• [SOURCE EXCERPT]:
▶

MyGate FY2025: Revenue ₹173 Cr (+80%), Net Worth ₹140 Cr | Society Super-App Accelerates
MyGate revenue, PAT, debt and cash flow — from the Annual Filings FY2025 Standalone (Vivish Technologies Private Limited).
| Metric | Reported(Narrative) | Economic Reality |
|---|---|---|
| Revenue from Operations FY2025 | ₹173.40 Cr | +80% from FY2024's ₹96.21 Cr |
| Revenue from Operations FY2024 | ₹96.21 Cr | +35% from FY2023 |
| Net Loss FY2024 | ₹39.75 Cr | down from ₹227.13 Cr in FY2023 |
| Net Loss FY2023 | ₹227.13 Cr | includes ESOP and CCPS valuation charges |
| Net Worth FY2025 | ₹140.32 Cr | per MGT-7 annual return (January 2026) |
| Total Expenses FY2024 | ₹148.90 Cr | vs ₹96.21 Cr revenue; ₹12.94 Cr other income bridged part of gap |
| FY2025 Net Loss | Not disclosed | XBRL detailed statements not in accessible filing PDF |
The Loss Was Not Real. The Growth Might Be.
MyGate's ₹227.13 Cr loss in FY2023 is the number that circulates when the company is discussed skeptically. It is technically accurate and almost entirely misleading.
The actual operating loss in FY2023, after stripping out ESOP and CCPS valuation charges (non-cash accounting entries required under Ind AS for VC-funded companies), was a fraction of that headline figure. By FY2024, with those charges normalised, the total loss was ₹39.75 Cr on ₹96.21 Cr revenue. A real loss, at a real scale, improving at a real rate.
Then FY2025 arrived. Revenue: ₹173.40 Cr. Growth rate: 80%. After a year of 35% growth.
Revenue growth accelerated. That combination (shrinking losses + accelerating growth) is rare enough in Indian SaaS that it warrants taking seriously. Most companies in this category either grow or improve margins. MyGate appears to be doing both, though the FY2025 loss number is not yet extractable from available filings.
The core insight
MyGate's ₹227 Cr accounting loss in FY2023 was not the business losing money at that rate. Understanding the difference is the entire analysis.
Revenue FY2025
₹173.40 Cr
Revenue FY2024
₹96.21 Cr
Loss FY2024
₹39.75 Cr
Net Worth FY2025
₹140.32 Cr
The FY2023 Loss: What the Number Really Was
₹227.13 Cr loss in FY2023 is the figure that appears in filings. It is accurate under Ind AS accounting but requires a footnote.
Indian startups that issue ESOPs (employee stock options) and CCPS (Compulsorily Convertible Preference Shares, common in VC-funded companies) must recognise the fair value of those instruments as an expense in the P&L, even though no cash changes hands. When a company raises a funding round that implies a significantly higher valuation, the revaluation of existing CCPS creates an accounting charge that flows through the income statement.

◀

• [WRITTEN INSTRUCTION A]:
Rewrite the paragraph of the MyGate financial summary beginning "Indian startups that issue ESOPs" as a short list that keeps its main facts.
The MyGate financial summary and the entries come from unrelated sources.

[Entries taken from a collection]
▶

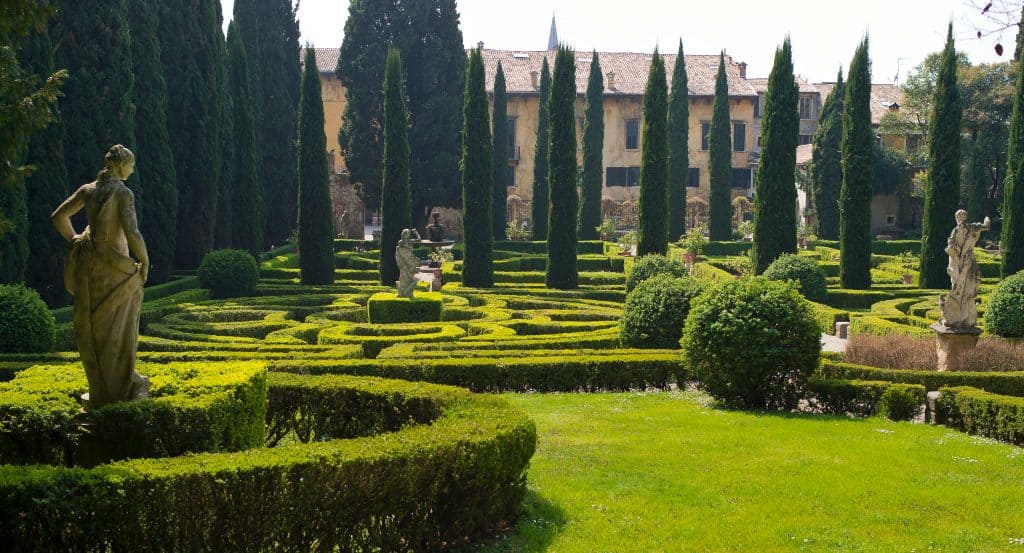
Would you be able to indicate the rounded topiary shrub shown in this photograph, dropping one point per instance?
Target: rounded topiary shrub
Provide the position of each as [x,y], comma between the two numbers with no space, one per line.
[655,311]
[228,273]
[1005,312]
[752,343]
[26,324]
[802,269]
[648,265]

◀
▶

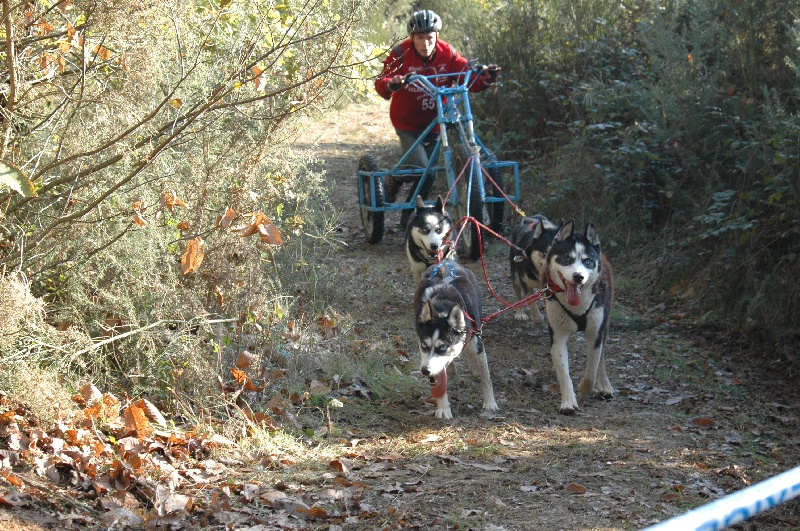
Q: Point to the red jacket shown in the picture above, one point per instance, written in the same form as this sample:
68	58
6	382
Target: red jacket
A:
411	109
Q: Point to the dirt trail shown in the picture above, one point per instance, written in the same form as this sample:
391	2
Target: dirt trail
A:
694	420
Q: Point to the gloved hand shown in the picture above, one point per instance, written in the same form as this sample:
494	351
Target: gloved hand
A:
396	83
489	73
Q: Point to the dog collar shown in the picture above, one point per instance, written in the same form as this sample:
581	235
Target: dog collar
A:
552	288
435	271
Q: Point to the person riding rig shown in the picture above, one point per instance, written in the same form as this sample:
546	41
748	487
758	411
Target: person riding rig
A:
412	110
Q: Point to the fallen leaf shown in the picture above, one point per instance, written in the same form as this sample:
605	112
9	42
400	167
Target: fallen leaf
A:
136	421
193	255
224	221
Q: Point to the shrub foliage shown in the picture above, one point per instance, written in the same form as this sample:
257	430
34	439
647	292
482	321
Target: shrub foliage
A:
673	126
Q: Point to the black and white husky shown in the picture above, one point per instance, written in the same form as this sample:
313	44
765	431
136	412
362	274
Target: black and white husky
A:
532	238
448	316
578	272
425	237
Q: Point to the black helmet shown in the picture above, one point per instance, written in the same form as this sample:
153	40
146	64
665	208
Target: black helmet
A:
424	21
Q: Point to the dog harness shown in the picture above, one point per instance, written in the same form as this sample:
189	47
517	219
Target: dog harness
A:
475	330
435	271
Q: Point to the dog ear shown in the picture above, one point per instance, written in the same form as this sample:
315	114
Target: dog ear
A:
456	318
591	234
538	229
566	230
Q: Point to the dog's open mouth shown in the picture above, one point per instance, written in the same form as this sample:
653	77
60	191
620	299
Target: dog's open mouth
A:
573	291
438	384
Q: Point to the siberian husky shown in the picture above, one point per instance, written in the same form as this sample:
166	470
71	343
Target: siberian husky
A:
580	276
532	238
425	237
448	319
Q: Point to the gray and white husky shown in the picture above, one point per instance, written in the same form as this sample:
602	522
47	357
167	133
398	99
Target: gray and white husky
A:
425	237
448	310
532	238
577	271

◀

• [WRITTEN INSTRUCTION B]:
Find every line in the entries above that contains the word "person", and copy each one.

• [CORRECT OUTPUT A]:
- Indian startups that issue ESOPs (employee stock options) and CCPS (Compulsorily Convertible Preference Shares, common in VC-funded companies) must record the fair value of those instruments as a P&L expense.
- This expense is recorded even though no cash changes hands.
- When a funding round implies a significantly higher valuation, existing CCPS are revalued.
- That revaluation creates an accounting charge that flows through the income statement.

• [CORRECT OUTPUT B]:
Q: Point to the person riding rig shown in the picture above, one point per instance, written in the same form as this sample:
Target: person riding rig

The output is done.